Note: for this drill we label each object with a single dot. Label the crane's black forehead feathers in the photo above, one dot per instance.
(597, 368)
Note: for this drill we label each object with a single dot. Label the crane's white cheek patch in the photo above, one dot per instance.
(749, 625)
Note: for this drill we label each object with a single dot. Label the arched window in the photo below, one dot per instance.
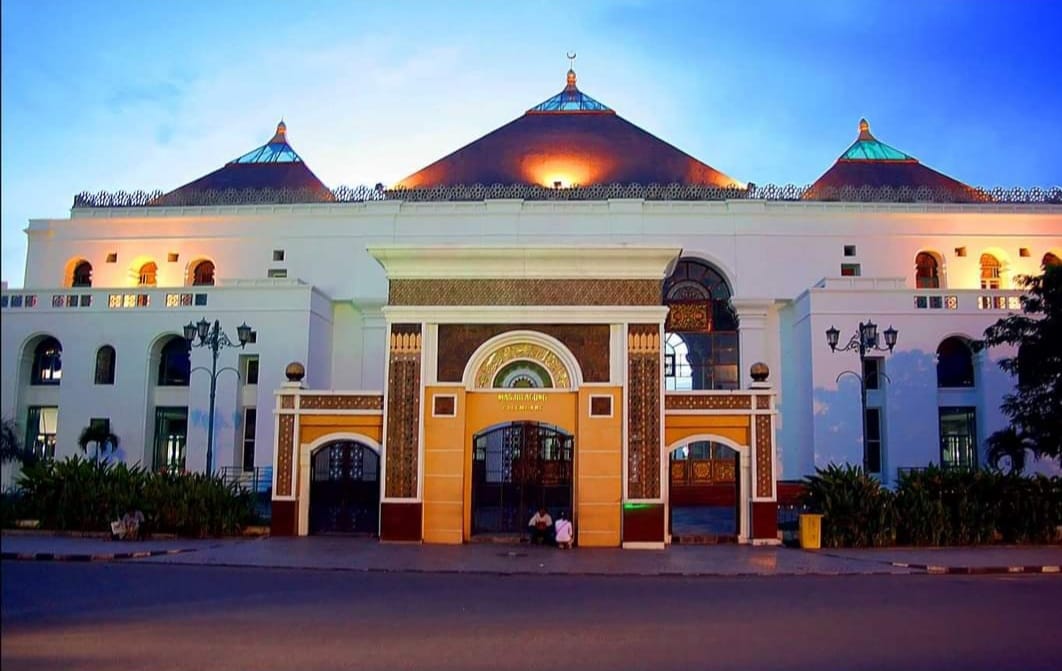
(47, 362)
(149, 273)
(701, 328)
(175, 363)
(926, 271)
(955, 363)
(105, 365)
(990, 272)
(82, 275)
(203, 274)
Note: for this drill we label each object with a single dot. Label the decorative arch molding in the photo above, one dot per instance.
(305, 461)
(728, 273)
(192, 268)
(70, 270)
(707, 437)
(523, 345)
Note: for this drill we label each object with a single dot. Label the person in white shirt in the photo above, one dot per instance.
(542, 527)
(563, 532)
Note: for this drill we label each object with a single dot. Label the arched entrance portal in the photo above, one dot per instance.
(345, 488)
(516, 468)
(704, 497)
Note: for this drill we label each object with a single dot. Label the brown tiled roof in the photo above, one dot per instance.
(570, 139)
(869, 162)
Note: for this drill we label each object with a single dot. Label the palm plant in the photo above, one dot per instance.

| Exercise brief |
Nothing in the entries should change as you copy them, except that the pictures are left out.

| Result of this task |
Note: for this drill we label each object with a single dot. Label the crane's black forehead feathers in the photo above, one dot per instance.
(597, 368)
Note: for this drill we label each object with a single dot. Label the crane's white cheek patch in the photo above, one dot per instance.
(749, 625)
Note: for this drill we label each object with a single dot. Label the arched window in the photo below, one dot per instance.
(47, 362)
(149, 273)
(701, 328)
(175, 363)
(926, 271)
(955, 363)
(105, 365)
(990, 272)
(82, 275)
(203, 274)
Note: for this drill we label each object with a single dot. Label the decorative arch molding in the photo above, one dot per instance.
(305, 461)
(728, 273)
(192, 268)
(70, 270)
(707, 437)
(523, 345)
Note: for this drill we label each object with a single dot. Label the person in white shirt in the photo above, one dot per instance.
(542, 527)
(563, 532)
Note: for this drill we label each object with a single dot. Label the arched entrance portal in the photo above, one dot per instance.
(345, 488)
(516, 468)
(704, 497)
Note: for this drill we label each object with a single dot. Label the brown tiled roof in the photo above, one dot per instance.
(570, 139)
(869, 162)
Note: for this drill we label each object with a single dot. Label the palm plant in the photo above, one dot per instance.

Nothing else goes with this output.